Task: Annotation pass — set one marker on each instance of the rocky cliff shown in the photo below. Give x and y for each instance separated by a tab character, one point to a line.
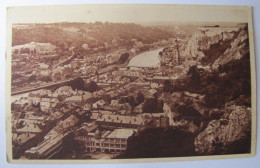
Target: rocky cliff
234	125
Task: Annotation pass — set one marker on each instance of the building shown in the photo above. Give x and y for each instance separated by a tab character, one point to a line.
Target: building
106	141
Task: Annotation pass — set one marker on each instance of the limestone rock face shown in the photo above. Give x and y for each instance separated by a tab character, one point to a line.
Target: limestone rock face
225	130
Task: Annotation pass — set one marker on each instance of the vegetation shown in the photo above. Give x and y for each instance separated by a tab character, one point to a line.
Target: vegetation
160	142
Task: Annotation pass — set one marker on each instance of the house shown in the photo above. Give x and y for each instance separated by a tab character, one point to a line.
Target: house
23	138
48	103
122	121
29	128
139	108
34	98
87	107
87	95
74	99
106	141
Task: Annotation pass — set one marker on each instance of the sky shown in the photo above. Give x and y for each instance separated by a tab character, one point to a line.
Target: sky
126	13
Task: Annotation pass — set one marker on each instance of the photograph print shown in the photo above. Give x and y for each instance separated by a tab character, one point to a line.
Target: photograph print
114	82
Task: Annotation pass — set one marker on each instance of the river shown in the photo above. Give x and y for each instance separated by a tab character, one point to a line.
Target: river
146	59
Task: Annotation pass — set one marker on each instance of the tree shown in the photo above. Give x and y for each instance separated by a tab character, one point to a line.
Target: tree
91	86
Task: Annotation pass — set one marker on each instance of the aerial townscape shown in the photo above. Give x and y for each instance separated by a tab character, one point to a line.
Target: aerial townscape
126	90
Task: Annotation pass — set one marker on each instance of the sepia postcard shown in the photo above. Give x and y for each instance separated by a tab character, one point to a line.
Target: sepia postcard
129	83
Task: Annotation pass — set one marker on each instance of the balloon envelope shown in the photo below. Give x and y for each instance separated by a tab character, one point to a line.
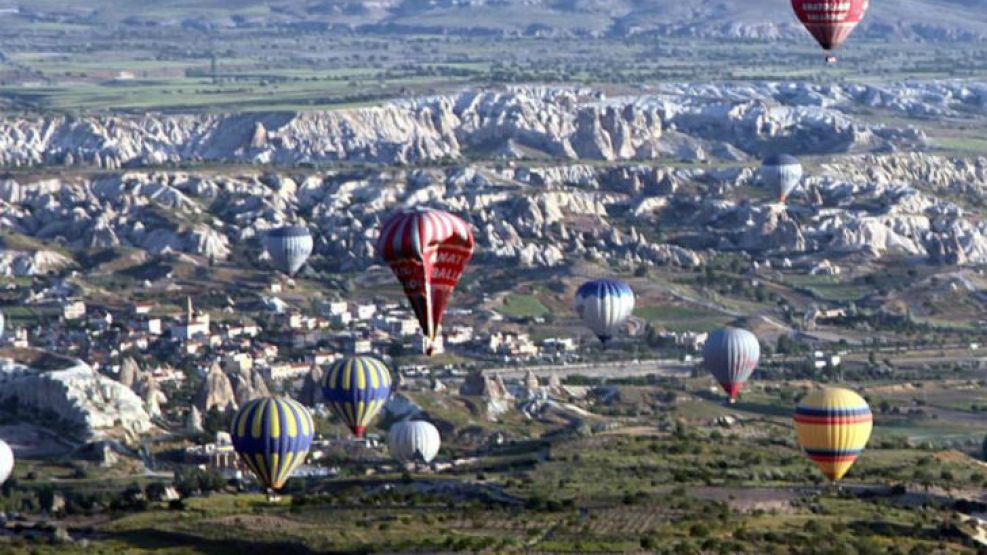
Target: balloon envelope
830	21
416	441
6	461
289	247
782	173
428	250
272	436
833	426
356	388
731	355
604	305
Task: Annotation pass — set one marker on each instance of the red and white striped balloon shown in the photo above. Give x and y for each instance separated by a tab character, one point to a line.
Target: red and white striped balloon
428	250
830	21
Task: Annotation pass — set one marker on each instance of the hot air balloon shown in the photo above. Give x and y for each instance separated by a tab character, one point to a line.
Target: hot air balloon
782	173
289	247
356	388
604	305
414	441
272	436
6	461
428	250
731	355
833	426
830	21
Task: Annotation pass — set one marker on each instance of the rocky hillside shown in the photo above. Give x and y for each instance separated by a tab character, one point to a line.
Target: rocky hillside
76	400
677	122
539	197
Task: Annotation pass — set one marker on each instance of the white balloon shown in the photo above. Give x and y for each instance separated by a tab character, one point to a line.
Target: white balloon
414	441
6	461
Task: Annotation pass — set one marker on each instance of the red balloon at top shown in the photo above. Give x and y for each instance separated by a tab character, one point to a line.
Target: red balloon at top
428	250
830	21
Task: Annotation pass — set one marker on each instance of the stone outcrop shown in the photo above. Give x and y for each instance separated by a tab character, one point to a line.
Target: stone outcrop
75	399
216	391
491	390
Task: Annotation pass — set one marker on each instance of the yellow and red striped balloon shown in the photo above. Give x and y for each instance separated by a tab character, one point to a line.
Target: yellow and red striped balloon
833	426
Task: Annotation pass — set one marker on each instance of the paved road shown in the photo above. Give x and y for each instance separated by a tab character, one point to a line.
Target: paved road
623	369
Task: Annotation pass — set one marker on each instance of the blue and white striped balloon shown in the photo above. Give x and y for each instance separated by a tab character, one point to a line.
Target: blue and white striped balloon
604	305
782	173
289	247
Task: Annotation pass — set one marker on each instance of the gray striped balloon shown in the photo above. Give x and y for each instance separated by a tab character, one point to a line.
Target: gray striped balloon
782	173
731	355
604	305
414	441
289	247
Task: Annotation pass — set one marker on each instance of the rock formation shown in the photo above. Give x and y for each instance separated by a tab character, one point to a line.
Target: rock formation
215	391
77	400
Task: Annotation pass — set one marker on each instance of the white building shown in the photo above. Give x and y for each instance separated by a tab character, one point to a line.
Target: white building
286	371
365	311
73	310
195	324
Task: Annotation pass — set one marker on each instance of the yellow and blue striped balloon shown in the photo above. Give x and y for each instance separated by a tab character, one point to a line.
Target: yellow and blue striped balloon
356	388
272	437
833	426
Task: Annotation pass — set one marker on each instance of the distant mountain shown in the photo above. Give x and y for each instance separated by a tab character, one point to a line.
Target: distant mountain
918	20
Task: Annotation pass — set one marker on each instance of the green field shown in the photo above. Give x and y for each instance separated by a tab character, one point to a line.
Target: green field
679	318
520	305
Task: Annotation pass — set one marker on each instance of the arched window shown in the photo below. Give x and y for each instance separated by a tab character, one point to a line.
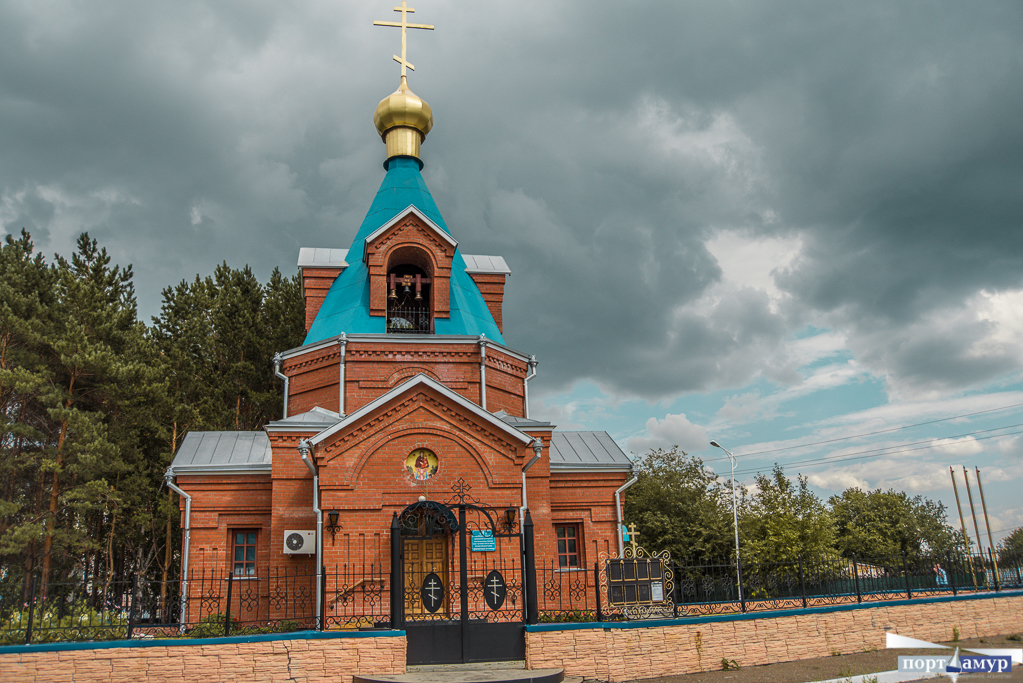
◇ ◇ ◇
Set exercise: Put every line from the one containing "of the green" through the end of the rows into a numbered list, skipping blank lines and leaving out the pictures.

Result of the task:
1. Task: Annotation pass — set one marker on each instance of the green field shown in the photo above. Give x and y for each instance separated by a tab character, one point to a line.
2. Target: green field
3. 679	318
4. 520	305
5. Task: Annotation pass — set one marker on each instance of the arched window shown in the photo below. Give x and y for each instance separated by a tab character, one point to a line.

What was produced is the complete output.